WORK TO BE COMPLETED:
Across the whole listing, return each line exactly, with no images included.

EXERCISE DATA:
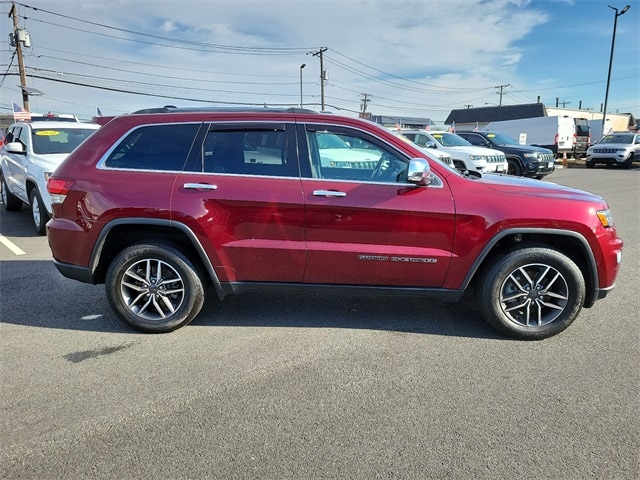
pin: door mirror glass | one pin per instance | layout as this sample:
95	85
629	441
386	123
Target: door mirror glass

RESULT:
pin: door mirror glass | one pin per instance | layout as this sample:
95	85
629	441
386	123
Target: door mirror glass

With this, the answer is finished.